Please read the poll summary below and say whether each statement agrees with it, answering yes or no and quoting the words that decide it. 1. The survey was fielded April 11-13, 2020. 2. The poll summary includes the full survey results. 3. Most Americans will need a vaccine before they feel comfortable.

| Text for analysis |
* * *
Good morning.  In Wave 7 of The Harris Poll COVID-19 Tracker fielded April 11-13, 2020, all attention shifts from abject fear to restarting the economy, safely. Both in households and in businesses, fundamental assumptions are being re-thought about daily living. And if the worst is indeed behind us, Americans remain wary of going back to life as it was before. Contactless service, hygienic sourcing and at safe distance experiences are just a small part of the new not-so-normal economy. 

Based on these themes, our team has curated key insights to help you navigate the coronavirus. Full survey results and business implications can be found at The Harris Poll COVID-19 Portal. We will continue to actively field and provide insights on a regular cadence to keep you informed of the shifts in sentiment and behaviors as the news and guidelines evolve. 

The Threshold to Normalcy

This is supposed to be the week where we’ll see the curve flatten. Yet for most Americans, it will take a vaccine to make them comfortable: 

  • 62% say a vaccine would be necessary to resume normal activities like flying, going to the gym, sporting events, etc.
* * *
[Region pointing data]
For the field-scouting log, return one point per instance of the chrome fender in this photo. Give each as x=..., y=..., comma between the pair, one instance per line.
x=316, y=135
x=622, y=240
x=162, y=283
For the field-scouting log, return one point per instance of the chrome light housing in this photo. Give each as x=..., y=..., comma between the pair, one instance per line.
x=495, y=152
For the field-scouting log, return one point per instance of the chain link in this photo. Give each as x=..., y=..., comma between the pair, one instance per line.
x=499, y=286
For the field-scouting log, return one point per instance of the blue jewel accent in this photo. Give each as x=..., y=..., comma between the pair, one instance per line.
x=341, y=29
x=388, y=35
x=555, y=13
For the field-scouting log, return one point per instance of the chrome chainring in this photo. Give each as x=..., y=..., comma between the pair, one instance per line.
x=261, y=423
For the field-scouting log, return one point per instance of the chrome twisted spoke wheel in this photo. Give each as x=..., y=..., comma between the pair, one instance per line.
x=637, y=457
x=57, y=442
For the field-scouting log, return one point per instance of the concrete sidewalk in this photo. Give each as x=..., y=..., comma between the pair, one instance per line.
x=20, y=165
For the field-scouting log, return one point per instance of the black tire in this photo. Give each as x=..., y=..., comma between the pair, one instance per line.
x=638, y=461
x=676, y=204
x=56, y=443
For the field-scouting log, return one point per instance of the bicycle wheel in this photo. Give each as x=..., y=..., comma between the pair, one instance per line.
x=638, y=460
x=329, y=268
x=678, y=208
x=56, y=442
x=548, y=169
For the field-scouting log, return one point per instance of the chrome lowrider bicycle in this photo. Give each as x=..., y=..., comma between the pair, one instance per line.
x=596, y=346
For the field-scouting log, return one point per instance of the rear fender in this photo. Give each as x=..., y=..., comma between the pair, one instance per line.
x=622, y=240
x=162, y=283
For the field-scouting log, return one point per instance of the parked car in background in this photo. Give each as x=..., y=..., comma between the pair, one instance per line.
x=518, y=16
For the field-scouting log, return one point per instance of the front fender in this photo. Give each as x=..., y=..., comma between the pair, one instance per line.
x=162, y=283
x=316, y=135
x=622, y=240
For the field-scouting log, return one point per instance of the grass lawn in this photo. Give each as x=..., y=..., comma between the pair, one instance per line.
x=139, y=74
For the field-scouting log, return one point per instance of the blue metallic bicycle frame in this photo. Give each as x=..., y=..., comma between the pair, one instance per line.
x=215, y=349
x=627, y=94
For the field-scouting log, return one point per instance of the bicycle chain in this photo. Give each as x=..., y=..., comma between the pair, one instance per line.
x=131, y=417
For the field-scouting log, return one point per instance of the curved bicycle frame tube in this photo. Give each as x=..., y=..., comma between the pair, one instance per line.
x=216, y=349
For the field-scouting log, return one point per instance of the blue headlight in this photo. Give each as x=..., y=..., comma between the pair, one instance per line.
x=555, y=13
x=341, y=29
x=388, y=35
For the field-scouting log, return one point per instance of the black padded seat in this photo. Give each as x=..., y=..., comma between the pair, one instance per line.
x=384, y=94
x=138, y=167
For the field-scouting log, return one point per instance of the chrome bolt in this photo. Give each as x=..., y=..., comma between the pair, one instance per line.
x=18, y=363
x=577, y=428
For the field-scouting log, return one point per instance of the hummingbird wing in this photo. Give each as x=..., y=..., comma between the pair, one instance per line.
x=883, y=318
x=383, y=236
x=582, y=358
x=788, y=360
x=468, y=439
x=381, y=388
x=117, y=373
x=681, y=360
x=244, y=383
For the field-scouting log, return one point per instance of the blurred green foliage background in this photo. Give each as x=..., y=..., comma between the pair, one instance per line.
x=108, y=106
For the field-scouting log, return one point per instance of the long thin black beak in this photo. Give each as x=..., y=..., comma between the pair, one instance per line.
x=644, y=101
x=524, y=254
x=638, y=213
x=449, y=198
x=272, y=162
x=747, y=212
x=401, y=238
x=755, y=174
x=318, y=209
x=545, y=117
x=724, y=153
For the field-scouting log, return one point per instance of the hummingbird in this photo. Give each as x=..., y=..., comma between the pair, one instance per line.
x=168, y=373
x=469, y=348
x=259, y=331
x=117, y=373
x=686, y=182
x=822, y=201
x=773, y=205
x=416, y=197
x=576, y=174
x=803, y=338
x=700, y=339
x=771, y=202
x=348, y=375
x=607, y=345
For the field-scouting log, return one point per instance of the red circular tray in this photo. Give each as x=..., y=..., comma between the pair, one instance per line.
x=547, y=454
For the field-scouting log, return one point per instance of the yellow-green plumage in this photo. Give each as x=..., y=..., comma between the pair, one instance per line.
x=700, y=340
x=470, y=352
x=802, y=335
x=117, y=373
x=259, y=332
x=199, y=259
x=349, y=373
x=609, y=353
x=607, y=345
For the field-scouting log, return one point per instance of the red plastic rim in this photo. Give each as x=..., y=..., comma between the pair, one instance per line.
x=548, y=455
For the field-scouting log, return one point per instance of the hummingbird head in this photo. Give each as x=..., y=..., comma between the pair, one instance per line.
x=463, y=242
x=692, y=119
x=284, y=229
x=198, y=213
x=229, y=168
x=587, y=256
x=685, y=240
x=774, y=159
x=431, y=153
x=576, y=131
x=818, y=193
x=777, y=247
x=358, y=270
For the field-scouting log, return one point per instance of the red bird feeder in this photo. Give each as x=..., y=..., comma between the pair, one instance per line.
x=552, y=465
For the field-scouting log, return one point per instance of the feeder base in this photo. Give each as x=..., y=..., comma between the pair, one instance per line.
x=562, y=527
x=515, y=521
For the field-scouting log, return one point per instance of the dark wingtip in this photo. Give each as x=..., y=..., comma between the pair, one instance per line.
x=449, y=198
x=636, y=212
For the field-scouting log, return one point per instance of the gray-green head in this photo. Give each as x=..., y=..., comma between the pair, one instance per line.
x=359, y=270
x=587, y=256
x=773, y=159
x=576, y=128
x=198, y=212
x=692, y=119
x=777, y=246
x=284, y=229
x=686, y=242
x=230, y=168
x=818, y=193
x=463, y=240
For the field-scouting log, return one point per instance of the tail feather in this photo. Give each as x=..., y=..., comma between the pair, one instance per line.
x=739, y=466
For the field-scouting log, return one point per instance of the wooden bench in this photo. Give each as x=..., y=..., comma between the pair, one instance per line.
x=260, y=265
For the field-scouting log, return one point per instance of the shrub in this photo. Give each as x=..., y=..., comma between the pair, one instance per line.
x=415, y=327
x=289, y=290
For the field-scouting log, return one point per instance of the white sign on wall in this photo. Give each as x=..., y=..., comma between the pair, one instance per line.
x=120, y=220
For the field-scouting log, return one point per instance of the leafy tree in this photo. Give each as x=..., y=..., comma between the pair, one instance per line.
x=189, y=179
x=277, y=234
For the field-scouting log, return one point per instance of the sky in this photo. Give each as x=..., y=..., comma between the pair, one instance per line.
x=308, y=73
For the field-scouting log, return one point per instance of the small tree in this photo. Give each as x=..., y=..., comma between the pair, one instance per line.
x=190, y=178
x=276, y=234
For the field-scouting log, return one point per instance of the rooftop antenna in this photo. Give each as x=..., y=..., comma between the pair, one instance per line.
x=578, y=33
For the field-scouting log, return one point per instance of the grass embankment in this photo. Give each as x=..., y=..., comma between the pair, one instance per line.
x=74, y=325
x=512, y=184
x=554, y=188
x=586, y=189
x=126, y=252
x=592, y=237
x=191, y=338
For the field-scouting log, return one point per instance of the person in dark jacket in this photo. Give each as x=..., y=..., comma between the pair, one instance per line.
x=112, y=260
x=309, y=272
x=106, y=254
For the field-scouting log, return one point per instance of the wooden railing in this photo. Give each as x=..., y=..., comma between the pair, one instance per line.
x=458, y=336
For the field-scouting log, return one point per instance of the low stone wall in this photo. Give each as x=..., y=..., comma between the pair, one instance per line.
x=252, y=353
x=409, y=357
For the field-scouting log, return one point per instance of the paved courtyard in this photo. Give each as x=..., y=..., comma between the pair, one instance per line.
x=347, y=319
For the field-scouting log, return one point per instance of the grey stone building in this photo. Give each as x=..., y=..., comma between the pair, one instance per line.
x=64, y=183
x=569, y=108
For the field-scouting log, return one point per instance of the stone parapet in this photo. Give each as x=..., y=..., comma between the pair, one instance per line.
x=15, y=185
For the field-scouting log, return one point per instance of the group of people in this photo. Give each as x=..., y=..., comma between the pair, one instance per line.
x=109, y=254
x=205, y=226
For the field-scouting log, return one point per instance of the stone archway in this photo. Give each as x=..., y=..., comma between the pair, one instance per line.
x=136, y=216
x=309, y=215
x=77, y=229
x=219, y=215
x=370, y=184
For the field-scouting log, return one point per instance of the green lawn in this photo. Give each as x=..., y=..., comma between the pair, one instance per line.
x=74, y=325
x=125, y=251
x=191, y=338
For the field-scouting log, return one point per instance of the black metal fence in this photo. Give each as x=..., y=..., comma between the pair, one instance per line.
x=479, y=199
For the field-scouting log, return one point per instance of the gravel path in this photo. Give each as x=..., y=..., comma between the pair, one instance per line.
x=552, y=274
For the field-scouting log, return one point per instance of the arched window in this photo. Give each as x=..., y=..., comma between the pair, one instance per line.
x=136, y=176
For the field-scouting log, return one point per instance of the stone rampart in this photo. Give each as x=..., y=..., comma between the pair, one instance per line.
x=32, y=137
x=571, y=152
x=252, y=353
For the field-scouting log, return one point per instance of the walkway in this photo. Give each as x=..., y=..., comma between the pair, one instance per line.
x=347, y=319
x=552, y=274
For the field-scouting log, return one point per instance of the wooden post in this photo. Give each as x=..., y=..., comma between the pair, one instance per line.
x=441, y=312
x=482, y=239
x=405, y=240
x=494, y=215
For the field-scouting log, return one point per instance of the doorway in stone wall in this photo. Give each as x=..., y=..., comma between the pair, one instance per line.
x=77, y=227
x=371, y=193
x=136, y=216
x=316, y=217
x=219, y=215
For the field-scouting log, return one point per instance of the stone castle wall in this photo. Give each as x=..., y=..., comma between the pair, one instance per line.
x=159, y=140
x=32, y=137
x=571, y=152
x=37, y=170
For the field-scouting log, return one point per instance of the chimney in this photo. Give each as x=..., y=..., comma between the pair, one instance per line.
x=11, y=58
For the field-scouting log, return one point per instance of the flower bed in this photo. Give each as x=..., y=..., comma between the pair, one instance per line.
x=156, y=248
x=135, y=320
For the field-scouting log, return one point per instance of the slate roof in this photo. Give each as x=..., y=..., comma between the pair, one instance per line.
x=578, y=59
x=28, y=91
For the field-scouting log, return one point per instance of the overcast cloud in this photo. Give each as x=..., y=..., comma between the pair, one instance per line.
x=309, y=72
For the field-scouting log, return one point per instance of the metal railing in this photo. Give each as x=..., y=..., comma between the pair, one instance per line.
* * *
| Response |
1. Yes: "fielded April 11-13, 2020"
2. No: "Full survey results and business implications can be found at The Harris Poll COVID-19 Portal."
3. Yes: "Yet for most Americans, it will take a vaccine to make them comfortable"